# MW2 cant find game the % keeps reseting when it says there are 50 good games



## halebaugh4 (Jan 1, 2010)

So i turn on my Xbox go to modern warfare 2 and go to mulitplayer then select Xbox live. i choose my game type and i get into the lobby of trying to find a game and it is at the testing matches part and it has the percent next to it and it says the games are good but the % keeps going to 100% and then resetting to 0% and it keeps doing that and i cant find a game. i can sit in the game lobby for like a hour but it doesnt find a game. any1 know whats up?


----------



## halebaugh4 (Jan 1, 2010)

*MW2 cant connect to a game in the lobby*

So i turn on my Xbox go to modern warfare 2 and go to mulitplayer then select Xbox live. i choose my game type and i get into the lobby of trying to find a game and it is at the testing matches part and it has the percent next to it and it says the games are good but the % keeps going to 100% and then resetting to 0% and it keeps doing that and i cant find a game. i can sit in the game lobby for like a hour but it doesnt find a game. any1 know whats up?

**The tasks:**
a) In the forum thread about Modern Warfare 2 matchmaking, what does the percentage do during the testing matches stage? In one to three sentences, say what this means for the poster.
b) Go on with the forum thread about Modern Warfare 2 matchmaking from the point where it stops.

**Information supplied:**
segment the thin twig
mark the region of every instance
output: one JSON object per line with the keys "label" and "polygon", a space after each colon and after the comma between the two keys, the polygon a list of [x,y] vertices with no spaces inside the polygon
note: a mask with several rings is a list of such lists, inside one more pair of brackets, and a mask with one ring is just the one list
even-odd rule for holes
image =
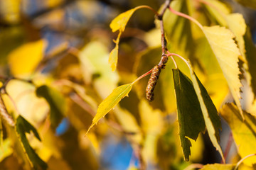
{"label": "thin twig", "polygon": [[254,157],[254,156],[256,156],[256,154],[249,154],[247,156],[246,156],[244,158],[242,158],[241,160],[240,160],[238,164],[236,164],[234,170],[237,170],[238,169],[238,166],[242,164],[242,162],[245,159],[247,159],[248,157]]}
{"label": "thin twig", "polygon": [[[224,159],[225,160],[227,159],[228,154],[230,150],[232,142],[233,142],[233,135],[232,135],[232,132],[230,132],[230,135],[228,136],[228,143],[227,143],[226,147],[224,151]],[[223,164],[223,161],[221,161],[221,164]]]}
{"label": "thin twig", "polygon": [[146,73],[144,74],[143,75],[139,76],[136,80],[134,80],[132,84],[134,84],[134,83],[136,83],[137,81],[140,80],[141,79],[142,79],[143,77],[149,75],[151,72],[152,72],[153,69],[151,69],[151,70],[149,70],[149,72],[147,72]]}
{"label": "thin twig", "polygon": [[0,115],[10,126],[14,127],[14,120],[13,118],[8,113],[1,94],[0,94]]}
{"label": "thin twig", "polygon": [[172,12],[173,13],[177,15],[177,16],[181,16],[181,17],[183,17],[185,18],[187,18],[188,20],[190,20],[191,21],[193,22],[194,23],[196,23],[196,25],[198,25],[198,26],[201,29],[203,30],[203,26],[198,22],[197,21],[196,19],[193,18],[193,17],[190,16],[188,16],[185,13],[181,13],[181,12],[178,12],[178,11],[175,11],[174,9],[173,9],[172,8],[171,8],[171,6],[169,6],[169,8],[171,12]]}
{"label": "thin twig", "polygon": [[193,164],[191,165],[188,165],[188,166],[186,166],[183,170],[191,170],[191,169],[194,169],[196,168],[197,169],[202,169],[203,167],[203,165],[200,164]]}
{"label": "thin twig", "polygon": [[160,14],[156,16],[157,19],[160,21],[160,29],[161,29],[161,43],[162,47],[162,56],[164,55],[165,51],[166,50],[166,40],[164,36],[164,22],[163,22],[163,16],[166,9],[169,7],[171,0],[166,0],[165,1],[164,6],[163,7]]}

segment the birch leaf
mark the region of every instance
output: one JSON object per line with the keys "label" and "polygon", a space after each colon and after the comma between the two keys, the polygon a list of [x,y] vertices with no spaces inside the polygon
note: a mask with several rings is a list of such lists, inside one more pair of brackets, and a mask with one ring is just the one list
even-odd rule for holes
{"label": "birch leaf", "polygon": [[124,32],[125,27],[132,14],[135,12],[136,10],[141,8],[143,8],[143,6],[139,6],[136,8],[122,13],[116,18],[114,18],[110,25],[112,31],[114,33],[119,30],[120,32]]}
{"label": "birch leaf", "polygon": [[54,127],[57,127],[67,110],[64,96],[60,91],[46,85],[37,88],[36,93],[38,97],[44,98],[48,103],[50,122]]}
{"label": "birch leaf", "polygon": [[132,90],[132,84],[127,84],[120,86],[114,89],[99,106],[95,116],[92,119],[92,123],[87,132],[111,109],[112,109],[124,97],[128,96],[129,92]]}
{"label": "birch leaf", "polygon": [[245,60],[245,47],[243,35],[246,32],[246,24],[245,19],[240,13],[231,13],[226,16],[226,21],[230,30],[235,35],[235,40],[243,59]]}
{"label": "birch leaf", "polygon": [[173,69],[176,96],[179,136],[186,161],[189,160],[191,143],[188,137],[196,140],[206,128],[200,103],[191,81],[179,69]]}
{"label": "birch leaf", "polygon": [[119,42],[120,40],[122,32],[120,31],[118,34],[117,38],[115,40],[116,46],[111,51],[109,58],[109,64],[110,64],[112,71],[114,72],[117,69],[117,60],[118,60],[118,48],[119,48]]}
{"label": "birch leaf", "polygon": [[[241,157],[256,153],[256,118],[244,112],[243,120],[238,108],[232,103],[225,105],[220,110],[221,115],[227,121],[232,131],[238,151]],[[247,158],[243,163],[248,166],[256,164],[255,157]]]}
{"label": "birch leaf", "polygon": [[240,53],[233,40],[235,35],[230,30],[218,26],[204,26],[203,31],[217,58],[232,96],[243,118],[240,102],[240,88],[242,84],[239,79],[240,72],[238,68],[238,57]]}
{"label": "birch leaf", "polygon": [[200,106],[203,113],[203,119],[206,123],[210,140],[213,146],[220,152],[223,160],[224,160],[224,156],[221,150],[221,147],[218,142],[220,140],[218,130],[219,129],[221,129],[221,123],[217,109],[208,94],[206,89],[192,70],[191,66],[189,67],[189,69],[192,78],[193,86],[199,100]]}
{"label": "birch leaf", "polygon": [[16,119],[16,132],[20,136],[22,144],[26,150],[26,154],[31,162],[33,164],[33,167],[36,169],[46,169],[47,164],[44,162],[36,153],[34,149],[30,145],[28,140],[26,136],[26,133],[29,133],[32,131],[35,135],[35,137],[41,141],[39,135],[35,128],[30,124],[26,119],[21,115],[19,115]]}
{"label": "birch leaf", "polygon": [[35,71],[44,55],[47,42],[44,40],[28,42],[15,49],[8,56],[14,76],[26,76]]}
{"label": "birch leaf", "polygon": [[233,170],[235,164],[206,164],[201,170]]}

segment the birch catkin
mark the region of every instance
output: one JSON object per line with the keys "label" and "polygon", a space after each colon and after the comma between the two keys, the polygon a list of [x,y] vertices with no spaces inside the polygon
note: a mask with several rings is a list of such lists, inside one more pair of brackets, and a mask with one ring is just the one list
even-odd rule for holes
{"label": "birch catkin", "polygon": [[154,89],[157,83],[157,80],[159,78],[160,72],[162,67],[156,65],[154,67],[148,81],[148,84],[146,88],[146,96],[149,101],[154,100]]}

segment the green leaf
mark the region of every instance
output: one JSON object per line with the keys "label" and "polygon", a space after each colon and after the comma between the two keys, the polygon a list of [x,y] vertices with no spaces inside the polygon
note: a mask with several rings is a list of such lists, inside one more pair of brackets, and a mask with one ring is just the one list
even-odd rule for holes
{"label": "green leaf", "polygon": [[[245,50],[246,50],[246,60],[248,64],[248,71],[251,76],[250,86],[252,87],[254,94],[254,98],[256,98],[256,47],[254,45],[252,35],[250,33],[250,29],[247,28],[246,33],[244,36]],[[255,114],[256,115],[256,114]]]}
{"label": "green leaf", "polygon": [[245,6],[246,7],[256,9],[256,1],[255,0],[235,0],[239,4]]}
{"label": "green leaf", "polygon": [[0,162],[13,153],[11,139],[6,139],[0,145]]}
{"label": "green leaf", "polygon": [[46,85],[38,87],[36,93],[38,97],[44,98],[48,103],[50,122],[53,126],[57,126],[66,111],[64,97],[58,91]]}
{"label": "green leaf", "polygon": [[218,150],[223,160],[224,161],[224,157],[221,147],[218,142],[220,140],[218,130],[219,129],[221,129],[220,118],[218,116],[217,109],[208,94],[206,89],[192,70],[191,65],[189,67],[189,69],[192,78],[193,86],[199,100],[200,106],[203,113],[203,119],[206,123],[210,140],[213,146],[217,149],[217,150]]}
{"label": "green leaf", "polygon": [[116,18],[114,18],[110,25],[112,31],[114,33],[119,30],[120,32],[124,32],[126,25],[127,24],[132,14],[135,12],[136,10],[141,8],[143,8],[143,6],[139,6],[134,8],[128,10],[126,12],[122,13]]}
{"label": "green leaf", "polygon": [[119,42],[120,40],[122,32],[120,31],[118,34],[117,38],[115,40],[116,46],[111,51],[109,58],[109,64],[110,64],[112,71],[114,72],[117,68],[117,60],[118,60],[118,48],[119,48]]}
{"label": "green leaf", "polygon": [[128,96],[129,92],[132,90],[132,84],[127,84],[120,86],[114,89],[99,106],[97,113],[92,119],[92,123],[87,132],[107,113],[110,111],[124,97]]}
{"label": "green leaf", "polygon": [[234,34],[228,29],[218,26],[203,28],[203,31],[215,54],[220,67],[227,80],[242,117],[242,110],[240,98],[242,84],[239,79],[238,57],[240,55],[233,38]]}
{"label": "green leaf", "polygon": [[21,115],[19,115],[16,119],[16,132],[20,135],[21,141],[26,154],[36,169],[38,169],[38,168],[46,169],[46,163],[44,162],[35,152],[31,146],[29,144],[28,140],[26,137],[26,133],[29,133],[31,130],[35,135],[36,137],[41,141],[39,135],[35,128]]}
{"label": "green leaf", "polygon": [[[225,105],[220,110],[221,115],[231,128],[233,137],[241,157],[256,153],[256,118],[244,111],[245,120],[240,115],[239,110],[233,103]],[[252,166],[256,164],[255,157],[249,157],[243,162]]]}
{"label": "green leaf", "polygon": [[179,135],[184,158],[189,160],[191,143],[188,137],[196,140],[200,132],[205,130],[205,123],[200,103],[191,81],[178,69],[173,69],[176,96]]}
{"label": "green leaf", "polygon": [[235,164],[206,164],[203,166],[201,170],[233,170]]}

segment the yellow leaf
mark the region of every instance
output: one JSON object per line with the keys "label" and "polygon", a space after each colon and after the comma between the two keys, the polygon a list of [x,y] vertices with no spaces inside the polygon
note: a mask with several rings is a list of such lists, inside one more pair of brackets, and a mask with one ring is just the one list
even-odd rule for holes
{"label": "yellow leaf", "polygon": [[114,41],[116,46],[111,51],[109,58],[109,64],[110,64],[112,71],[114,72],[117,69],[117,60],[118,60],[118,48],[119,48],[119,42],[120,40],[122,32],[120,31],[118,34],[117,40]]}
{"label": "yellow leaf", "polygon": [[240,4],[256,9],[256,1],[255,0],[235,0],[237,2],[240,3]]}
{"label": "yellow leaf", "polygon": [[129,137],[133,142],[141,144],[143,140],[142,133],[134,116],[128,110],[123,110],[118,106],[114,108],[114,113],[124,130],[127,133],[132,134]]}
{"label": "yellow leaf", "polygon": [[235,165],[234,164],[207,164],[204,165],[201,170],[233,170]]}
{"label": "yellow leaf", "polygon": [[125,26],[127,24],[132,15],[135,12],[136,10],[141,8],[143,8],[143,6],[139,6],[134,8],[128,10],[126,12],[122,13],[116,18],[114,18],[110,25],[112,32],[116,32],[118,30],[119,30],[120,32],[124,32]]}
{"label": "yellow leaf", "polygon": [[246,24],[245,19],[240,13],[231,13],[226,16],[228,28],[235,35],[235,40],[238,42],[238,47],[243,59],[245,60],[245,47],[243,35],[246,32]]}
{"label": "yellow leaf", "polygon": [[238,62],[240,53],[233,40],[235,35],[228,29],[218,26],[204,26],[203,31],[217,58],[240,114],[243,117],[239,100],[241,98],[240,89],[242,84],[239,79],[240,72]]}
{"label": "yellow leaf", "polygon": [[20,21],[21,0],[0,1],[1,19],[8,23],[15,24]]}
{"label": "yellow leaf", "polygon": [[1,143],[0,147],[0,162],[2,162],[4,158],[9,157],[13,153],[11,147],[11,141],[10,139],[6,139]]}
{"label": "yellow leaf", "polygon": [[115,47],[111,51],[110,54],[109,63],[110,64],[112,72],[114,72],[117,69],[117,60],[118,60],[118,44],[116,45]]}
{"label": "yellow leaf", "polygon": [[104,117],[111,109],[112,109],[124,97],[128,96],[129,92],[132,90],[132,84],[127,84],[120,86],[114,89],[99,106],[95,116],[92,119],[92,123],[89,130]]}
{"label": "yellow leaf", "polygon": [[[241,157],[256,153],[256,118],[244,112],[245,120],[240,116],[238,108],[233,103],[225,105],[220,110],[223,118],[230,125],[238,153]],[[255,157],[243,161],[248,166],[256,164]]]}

**Written answers:**
a) During the testing matches stage, the percentage climbs to 100% and then resets to 0%, over and over, even though the games are shown as good. As a result, the poster can't find a game, even after sitting in the lobby for about an hour.

b)
----------



## rime123 (Dec 31, 2009)

Have you check the network status ?
Is the NAT strict ?
Is this the first time you have used interent on the Xbox?
I will try and look on Google but need More Info and I will help you out....


----------



## Jason09 (Jan 3, 2009)

I have merged your 2 threads.
In addition to what has already been asked, what is the make and model of your modem and router, and have you tried opening ports?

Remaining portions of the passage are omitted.